---------- Working data

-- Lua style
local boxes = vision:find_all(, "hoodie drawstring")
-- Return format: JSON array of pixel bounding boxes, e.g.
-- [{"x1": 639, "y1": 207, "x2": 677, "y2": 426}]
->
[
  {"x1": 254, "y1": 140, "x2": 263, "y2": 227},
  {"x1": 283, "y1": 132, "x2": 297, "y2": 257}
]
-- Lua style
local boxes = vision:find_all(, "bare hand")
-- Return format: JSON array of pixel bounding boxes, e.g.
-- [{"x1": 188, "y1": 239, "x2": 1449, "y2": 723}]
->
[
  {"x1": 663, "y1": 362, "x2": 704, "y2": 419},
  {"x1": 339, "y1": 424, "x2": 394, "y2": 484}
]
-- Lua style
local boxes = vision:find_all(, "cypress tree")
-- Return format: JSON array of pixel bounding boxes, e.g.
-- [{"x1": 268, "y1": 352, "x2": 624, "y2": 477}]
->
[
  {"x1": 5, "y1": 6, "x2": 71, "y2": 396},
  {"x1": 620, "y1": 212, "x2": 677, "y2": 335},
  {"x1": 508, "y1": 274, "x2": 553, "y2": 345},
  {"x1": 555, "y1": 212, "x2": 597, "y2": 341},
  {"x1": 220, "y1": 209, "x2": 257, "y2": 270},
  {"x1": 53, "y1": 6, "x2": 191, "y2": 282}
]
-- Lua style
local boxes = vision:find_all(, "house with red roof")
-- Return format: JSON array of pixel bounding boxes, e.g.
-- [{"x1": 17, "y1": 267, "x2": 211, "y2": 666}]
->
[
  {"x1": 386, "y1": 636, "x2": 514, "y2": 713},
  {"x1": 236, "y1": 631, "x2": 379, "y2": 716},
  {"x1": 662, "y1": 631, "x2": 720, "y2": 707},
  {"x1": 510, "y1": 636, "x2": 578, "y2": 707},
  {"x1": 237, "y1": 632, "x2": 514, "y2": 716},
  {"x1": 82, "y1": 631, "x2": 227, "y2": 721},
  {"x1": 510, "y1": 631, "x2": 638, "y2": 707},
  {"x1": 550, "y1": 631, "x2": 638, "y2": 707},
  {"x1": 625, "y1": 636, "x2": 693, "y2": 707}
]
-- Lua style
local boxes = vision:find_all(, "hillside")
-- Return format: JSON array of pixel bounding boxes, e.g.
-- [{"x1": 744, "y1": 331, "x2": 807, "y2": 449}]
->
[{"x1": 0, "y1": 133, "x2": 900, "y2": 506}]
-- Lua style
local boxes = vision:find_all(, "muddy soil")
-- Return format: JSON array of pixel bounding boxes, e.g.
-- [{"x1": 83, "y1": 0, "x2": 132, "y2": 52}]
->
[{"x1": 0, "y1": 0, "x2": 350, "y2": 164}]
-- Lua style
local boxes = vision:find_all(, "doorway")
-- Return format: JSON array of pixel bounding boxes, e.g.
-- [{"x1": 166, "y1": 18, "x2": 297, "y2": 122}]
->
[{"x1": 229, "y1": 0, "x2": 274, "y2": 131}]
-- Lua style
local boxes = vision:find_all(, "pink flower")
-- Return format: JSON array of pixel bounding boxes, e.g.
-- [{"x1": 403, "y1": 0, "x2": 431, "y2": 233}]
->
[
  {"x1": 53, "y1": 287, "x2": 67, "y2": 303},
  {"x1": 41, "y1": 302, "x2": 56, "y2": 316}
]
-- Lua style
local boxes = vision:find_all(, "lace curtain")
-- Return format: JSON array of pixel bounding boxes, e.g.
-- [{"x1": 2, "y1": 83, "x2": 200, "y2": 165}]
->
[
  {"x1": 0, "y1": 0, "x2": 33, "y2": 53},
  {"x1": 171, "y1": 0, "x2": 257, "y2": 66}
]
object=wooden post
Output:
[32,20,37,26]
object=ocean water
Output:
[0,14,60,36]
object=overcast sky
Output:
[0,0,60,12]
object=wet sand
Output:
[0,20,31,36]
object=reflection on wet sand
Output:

--------------------

--- Exercise directions ---
Please select every line of the records above that contains the word "object".

--- Result ---
object=wooden post
object=ocean water
object=overcast sky
object=wet sand
object=reflection on wet sand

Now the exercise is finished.